Exercise:
Take every line from the listing below that contains "stem".

Recorded data:
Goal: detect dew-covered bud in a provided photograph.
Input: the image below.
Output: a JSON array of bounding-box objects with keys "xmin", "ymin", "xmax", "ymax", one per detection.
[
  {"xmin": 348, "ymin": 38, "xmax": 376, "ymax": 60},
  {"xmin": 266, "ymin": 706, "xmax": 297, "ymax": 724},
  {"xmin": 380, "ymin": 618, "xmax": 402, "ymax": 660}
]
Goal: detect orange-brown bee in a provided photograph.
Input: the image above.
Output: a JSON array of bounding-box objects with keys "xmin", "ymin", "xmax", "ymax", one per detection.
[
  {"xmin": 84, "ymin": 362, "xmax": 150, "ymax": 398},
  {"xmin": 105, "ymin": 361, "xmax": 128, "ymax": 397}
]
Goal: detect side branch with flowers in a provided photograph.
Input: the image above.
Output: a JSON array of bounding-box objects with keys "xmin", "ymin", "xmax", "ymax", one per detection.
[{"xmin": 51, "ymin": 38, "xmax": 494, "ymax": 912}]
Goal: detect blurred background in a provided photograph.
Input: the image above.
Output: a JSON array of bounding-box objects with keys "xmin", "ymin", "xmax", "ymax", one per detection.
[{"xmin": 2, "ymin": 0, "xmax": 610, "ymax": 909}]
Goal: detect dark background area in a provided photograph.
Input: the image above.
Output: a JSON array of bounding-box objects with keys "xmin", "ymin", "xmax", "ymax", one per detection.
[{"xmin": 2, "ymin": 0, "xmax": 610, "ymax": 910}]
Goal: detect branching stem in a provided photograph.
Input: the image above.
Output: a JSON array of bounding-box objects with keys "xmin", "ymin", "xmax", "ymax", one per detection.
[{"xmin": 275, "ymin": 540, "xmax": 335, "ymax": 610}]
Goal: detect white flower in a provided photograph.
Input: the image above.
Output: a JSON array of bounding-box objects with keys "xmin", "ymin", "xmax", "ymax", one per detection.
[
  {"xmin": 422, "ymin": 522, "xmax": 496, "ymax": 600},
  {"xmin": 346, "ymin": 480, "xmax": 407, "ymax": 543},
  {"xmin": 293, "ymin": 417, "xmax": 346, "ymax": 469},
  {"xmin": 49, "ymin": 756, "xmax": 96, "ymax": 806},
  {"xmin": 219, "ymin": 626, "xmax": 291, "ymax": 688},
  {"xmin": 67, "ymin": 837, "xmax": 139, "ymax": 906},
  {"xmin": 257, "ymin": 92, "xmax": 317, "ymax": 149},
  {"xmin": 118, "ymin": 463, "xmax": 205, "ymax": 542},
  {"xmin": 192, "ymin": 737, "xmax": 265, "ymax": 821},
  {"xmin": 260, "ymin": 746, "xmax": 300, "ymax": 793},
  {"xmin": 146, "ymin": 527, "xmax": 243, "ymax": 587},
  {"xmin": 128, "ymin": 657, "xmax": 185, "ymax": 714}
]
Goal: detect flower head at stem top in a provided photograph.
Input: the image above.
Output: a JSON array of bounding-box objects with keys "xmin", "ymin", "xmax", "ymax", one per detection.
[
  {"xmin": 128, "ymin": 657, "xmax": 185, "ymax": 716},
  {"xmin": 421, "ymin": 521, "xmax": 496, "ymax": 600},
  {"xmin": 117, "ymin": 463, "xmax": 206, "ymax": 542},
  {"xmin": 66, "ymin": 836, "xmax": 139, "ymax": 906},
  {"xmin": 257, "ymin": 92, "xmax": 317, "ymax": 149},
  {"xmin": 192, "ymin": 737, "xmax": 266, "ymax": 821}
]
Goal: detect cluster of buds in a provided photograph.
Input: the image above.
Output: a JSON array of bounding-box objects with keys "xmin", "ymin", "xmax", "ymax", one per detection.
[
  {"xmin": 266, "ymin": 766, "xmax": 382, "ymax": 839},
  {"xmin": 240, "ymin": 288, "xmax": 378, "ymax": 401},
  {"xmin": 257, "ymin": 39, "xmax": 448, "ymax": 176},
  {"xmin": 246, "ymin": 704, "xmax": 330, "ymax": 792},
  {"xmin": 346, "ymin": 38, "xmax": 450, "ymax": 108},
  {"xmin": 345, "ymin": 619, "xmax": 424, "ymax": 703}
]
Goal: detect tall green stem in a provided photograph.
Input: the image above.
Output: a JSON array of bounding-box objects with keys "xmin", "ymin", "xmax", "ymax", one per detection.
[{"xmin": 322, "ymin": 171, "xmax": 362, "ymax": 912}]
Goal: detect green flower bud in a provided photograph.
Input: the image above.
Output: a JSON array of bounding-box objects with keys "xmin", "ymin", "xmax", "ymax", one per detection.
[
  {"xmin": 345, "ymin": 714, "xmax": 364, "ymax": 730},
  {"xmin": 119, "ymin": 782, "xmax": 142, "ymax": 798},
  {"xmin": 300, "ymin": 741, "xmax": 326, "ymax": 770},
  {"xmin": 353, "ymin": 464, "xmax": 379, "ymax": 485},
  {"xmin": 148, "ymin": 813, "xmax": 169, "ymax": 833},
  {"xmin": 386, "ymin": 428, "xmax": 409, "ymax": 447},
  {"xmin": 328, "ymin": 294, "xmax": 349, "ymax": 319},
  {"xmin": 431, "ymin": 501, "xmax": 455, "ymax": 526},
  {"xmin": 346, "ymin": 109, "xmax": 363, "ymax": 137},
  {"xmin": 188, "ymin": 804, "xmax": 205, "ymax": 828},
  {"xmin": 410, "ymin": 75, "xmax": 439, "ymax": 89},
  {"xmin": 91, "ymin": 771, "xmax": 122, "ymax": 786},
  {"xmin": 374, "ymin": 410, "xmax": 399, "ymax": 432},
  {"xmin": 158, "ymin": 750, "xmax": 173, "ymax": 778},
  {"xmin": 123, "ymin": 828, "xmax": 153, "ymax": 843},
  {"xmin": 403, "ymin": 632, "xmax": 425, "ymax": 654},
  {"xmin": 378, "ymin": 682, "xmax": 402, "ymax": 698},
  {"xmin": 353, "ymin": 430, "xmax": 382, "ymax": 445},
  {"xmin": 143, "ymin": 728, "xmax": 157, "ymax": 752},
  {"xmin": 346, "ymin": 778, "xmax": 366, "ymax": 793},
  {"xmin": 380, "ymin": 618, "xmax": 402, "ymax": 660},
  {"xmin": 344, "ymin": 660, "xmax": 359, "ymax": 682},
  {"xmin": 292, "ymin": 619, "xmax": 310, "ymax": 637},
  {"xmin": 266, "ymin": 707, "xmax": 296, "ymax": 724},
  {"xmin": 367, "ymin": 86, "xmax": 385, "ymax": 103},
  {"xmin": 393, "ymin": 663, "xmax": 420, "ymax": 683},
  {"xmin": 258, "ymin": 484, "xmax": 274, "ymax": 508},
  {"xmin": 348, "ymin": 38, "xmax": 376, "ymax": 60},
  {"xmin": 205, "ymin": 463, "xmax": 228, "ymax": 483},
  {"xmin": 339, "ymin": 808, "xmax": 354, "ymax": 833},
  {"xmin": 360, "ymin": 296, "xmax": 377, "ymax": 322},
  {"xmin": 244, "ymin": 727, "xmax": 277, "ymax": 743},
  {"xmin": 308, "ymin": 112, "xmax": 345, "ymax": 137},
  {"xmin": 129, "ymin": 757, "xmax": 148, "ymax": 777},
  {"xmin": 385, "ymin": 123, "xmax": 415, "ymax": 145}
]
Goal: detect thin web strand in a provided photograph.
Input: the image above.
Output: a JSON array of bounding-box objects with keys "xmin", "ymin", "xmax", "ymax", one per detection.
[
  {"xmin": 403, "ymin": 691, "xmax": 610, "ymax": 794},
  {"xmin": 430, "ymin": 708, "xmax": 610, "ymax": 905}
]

Task response:
Goal: detect branching stem in a provided photograph.
Goal: detect flower head at stem top in a provided photograph.
Goal: detect tall green stem in a provided photograph.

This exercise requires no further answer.